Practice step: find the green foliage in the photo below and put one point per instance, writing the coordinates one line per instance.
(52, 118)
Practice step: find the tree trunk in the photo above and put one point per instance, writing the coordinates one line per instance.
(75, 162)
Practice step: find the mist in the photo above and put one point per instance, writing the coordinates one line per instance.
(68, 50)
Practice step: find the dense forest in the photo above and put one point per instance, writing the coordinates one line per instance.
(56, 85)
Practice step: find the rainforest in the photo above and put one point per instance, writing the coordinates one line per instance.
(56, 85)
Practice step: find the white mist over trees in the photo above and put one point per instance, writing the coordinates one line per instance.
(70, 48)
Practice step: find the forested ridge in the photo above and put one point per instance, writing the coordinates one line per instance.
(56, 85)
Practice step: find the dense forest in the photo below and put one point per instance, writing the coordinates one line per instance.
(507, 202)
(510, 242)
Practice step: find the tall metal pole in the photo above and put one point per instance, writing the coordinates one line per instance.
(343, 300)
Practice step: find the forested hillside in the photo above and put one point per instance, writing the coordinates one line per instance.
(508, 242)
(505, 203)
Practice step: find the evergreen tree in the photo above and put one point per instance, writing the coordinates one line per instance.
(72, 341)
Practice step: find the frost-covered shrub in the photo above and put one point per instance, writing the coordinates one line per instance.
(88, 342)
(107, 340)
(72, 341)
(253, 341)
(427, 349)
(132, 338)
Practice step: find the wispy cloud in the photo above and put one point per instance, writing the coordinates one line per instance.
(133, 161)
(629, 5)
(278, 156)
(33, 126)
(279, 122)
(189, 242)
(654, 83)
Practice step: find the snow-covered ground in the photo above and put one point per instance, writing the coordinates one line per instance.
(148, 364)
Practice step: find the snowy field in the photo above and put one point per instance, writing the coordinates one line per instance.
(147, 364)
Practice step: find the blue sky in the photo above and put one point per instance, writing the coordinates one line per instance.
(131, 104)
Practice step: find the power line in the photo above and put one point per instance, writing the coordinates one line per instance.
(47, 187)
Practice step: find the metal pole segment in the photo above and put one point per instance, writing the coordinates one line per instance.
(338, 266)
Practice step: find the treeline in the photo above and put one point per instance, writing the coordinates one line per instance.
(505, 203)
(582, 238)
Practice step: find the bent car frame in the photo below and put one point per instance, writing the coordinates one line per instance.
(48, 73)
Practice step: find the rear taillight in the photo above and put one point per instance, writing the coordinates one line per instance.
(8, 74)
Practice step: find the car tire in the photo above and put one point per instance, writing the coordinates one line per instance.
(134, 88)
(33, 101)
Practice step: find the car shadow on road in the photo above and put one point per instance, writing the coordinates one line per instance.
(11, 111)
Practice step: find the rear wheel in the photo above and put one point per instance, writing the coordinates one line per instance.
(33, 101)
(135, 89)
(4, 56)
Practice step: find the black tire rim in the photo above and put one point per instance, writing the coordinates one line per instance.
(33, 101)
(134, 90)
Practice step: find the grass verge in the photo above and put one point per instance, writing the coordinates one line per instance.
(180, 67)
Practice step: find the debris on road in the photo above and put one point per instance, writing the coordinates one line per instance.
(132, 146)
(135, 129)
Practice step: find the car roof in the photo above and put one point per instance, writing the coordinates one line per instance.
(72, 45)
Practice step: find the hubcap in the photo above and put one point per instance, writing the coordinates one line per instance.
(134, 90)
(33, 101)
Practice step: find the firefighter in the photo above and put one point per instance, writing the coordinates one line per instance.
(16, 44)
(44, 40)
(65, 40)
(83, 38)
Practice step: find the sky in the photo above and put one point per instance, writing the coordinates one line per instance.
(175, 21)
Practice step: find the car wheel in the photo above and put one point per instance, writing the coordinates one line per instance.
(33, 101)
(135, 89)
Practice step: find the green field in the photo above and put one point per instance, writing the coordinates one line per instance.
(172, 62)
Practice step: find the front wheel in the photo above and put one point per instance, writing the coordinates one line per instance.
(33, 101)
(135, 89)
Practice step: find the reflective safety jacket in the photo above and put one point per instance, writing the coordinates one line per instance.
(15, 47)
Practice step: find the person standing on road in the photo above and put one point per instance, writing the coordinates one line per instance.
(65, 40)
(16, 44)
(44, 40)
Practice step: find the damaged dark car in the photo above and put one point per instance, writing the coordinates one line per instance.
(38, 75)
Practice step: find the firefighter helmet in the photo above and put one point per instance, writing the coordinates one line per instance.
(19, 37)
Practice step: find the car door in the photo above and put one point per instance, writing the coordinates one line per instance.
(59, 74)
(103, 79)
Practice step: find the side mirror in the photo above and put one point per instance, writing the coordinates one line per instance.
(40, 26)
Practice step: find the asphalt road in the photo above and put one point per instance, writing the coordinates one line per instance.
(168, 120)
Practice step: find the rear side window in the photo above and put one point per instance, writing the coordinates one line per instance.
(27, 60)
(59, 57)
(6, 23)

◆ WHAT IS EXPECTED
Copy the lines word for word, starting at the line that contains "Practice step: find the car door" and ending with the final line.

◆ FINISHED ANSWER
Practice step: find the car door in the photo above and put one point per instance, writing the coordinates one line per instance.
(59, 74)
(103, 79)
Practice step: find the side mirror in the photo above and put one point per instance, writing the coordinates one line per instance.
(40, 26)
Practice step: find the asphalt road in the photo above and put one point per instance, writing the coordinates one line per instance.
(168, 120)
Practice step: find the rear side window in the photo above and put one point per instance, writing the coordinates one line per instance.
(27, 60)
(59, 57)
(6, 23)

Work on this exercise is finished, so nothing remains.